**JOB**
Rewrite the data from the line containing "Find the roadside" through the line containing "[[[246,11],[151,11],[137,30],[168,50],[246,55]]]", replacing "vegetation" with "shrubs" and keeping everything else unchanged. Give only those lines, and leave the pictures out of your answer.

**EXERCISE INPUT**
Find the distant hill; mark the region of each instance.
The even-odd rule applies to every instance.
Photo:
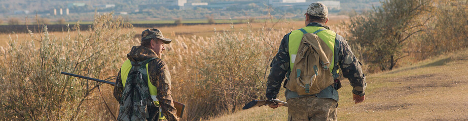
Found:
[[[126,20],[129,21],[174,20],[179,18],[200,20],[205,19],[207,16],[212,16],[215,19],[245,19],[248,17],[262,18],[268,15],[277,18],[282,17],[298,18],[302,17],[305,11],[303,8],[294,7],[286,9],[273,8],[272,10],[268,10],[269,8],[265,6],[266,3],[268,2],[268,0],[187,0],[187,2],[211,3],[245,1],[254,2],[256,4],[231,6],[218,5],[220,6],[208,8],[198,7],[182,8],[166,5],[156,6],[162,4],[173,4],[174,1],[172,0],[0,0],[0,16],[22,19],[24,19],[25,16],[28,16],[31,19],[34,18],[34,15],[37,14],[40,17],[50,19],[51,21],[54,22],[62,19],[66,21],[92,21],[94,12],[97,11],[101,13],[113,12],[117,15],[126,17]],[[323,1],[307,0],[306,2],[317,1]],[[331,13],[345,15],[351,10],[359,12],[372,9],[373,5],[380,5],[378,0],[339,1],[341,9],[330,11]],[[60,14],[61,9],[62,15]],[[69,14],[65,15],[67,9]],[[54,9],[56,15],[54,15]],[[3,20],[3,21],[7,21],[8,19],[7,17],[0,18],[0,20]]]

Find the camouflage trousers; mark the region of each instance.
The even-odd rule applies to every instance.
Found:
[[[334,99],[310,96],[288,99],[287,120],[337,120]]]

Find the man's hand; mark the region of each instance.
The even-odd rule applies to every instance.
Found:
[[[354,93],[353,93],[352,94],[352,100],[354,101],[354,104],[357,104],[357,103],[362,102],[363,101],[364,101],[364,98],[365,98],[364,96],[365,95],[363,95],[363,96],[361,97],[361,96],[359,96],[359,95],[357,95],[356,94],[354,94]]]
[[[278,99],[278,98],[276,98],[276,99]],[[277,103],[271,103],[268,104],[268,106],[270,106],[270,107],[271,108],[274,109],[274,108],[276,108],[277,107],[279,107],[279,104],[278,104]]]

* * *

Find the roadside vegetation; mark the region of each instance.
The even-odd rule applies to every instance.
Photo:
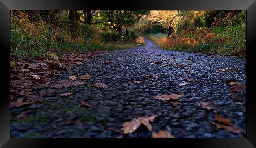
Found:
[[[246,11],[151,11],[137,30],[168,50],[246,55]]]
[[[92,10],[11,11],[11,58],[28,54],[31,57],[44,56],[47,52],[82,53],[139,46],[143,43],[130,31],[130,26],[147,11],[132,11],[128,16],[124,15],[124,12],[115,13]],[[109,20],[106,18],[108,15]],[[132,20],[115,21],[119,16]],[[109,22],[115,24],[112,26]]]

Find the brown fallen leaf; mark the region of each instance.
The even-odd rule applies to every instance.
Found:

**ANSWER BELOW**
Find the roadside shrubs; mark the region of each instance.
The even-odd rule applies to every instance.
Photo:
Found:
[[[246,11],[151,11],[137,30],[168,50],[246,55]]]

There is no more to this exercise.